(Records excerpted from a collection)
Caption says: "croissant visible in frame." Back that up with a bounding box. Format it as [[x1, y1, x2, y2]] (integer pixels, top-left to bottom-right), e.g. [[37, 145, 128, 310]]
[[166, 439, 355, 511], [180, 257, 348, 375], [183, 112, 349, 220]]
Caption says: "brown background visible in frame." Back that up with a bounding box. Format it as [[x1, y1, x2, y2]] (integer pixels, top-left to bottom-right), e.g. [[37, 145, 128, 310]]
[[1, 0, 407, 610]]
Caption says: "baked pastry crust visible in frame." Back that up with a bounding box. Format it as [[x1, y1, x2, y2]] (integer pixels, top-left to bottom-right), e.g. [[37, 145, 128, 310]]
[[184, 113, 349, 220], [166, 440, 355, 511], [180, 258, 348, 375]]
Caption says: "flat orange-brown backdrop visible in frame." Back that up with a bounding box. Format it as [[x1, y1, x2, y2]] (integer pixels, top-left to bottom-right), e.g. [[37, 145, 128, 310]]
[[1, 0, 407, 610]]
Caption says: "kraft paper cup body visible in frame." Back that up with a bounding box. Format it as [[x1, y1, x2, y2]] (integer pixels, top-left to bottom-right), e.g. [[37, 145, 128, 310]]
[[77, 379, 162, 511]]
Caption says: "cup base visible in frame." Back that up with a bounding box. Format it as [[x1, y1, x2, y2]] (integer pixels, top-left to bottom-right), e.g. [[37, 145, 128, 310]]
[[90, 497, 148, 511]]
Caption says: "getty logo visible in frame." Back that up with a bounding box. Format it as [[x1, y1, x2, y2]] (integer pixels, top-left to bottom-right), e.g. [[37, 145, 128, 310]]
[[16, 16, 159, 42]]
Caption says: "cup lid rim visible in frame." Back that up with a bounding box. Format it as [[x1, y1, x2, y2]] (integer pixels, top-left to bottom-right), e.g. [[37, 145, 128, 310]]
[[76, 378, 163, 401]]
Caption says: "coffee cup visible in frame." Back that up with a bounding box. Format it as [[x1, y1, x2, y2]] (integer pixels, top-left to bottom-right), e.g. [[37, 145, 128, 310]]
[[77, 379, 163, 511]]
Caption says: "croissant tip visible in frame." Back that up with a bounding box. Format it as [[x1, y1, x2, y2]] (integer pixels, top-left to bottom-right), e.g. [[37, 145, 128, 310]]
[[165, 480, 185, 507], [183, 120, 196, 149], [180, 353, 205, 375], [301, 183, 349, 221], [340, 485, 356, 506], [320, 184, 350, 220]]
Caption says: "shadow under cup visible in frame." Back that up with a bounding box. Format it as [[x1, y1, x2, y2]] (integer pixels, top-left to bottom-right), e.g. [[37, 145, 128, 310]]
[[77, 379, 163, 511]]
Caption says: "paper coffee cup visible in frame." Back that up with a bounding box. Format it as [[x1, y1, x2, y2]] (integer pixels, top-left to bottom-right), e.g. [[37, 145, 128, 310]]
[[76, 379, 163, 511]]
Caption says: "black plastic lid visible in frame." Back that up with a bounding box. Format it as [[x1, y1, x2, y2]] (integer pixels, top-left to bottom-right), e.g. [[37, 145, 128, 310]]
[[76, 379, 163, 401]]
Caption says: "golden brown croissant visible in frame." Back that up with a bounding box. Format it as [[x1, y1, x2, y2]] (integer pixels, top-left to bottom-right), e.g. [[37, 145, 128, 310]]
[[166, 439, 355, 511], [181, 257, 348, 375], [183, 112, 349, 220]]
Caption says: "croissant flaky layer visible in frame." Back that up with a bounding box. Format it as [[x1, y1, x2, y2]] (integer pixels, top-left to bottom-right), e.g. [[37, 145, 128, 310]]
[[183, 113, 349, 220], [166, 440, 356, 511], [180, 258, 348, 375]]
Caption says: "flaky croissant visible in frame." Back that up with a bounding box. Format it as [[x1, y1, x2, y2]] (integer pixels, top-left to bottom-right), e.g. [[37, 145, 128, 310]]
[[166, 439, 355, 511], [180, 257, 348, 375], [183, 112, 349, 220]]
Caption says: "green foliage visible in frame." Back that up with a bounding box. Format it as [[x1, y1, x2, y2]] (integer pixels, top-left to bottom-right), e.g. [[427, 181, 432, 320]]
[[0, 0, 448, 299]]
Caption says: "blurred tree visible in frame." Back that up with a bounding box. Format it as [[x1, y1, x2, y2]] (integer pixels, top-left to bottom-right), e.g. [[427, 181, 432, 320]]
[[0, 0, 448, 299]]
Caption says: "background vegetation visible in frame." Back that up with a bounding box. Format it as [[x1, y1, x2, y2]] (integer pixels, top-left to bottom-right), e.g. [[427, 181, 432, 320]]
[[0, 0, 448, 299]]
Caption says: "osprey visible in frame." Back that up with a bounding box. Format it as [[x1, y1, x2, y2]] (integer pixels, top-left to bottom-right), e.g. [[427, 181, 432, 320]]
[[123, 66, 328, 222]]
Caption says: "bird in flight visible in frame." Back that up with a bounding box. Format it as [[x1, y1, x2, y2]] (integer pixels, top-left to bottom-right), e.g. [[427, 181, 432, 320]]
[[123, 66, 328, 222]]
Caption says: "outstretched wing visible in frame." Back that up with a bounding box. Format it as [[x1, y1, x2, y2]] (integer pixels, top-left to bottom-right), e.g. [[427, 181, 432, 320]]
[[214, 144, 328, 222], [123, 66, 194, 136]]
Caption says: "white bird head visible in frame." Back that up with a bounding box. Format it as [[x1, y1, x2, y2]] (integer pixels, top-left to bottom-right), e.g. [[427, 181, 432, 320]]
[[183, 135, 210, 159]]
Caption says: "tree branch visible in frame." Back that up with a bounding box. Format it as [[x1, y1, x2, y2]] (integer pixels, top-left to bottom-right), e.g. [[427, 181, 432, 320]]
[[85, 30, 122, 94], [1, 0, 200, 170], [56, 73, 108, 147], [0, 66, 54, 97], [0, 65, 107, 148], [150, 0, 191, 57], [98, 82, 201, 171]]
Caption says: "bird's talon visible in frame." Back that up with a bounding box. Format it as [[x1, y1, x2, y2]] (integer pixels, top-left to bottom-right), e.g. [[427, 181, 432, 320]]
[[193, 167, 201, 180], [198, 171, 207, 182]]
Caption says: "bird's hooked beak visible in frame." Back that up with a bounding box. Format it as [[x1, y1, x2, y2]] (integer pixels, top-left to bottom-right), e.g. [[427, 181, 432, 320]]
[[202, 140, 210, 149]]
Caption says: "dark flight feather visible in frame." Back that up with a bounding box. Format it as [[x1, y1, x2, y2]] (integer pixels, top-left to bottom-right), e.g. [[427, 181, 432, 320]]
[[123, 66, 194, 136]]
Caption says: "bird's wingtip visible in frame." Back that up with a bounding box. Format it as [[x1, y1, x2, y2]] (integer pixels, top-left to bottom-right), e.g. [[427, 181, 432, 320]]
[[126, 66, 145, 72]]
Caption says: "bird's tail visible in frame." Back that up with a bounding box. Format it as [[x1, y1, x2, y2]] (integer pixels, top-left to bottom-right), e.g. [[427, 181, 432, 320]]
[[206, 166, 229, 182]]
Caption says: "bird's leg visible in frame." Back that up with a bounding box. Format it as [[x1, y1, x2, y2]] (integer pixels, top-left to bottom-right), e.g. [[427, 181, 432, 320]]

* * *

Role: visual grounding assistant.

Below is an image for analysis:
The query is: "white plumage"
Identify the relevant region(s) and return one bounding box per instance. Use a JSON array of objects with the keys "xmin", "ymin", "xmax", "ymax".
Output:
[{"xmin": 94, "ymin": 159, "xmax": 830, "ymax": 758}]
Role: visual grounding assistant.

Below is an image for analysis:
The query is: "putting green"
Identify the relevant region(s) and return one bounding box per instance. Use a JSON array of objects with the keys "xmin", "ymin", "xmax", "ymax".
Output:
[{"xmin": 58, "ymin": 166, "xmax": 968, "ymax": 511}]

--

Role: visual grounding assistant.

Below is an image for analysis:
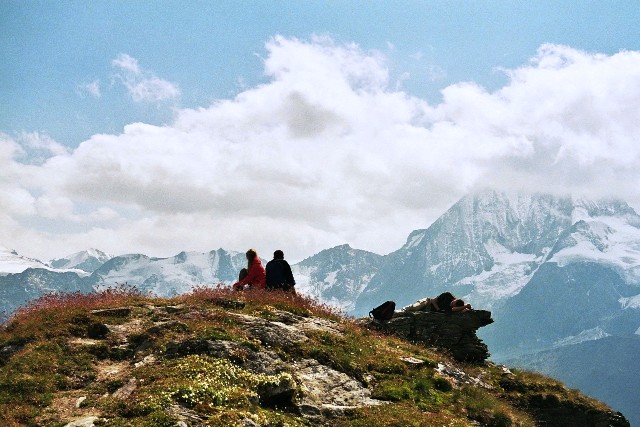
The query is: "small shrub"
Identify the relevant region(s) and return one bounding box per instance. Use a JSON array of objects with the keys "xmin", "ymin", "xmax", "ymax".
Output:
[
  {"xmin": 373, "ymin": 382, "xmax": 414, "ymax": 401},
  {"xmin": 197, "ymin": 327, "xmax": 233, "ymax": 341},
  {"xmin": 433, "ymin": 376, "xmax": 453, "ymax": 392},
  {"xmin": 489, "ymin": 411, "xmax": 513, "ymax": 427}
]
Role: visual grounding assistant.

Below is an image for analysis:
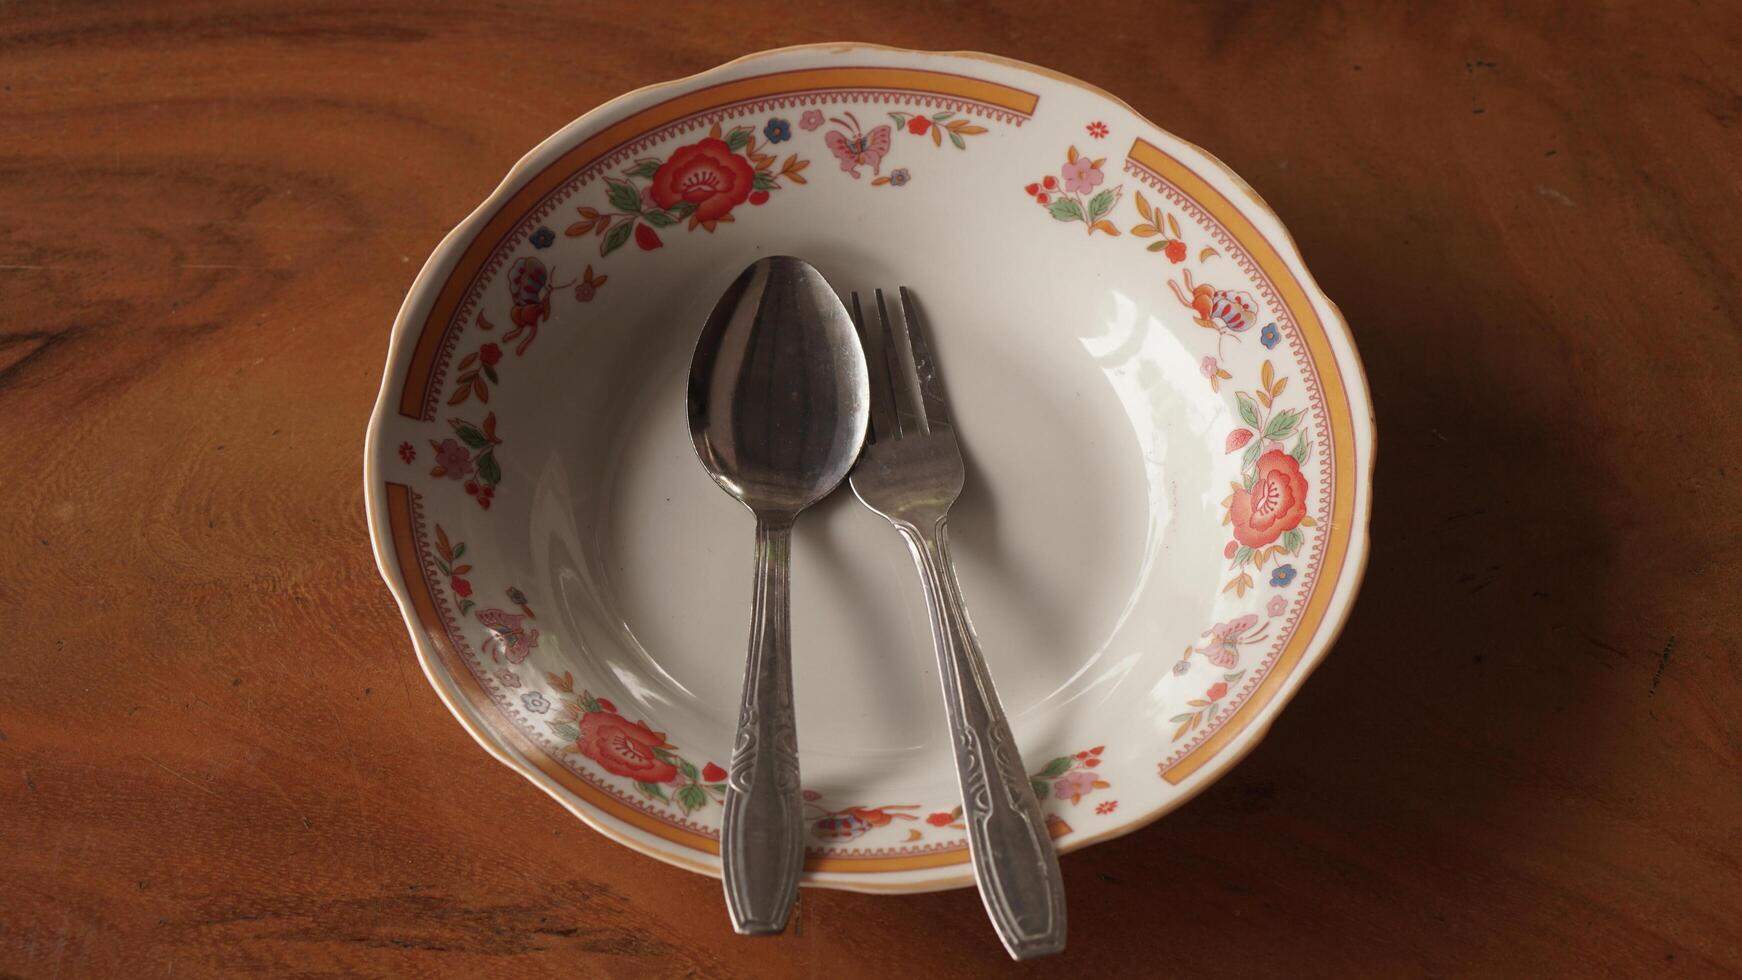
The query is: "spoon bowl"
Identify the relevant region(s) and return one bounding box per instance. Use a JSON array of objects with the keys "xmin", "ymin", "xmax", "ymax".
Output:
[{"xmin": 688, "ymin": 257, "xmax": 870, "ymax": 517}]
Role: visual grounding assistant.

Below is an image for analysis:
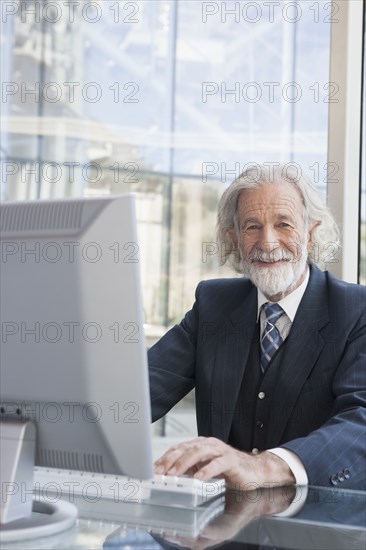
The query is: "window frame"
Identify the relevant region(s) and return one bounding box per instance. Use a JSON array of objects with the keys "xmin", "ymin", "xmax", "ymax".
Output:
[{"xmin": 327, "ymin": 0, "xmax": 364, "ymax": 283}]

Problem description: Where the data above reaches the line holding "wingtip visible in", begin printing, and stop after the line holding "leg visible in". Each line must be reproduced exactly, with nothing else added.

Exercise solution:
Caption says: "bird's wingtip visible in frame." Back that up with a bounding box. Format it as [[x1, y1, x2, y2]] (integer pixels, top-left to bottom-right), e.g. [[427, 181, 432, 320]]
[[126, 66, 145, 72]]
Caption says: "bird's tail visible in frame." Back that up with a bounding box. Format it as [[x1, y1, x2, y2]] (integer pixels, top-left to bottom-right), e.g. [[427, 181, 432, 320]]
[[206, 166, 229, 182]]
Caption says: "bird's leg visible in frame." Back that up with a bounding box. Format it as [[x1, y1, x2, y2]] (integer pixels, top-left to bottom-right), e.g. [[427, 181, 432, 320]]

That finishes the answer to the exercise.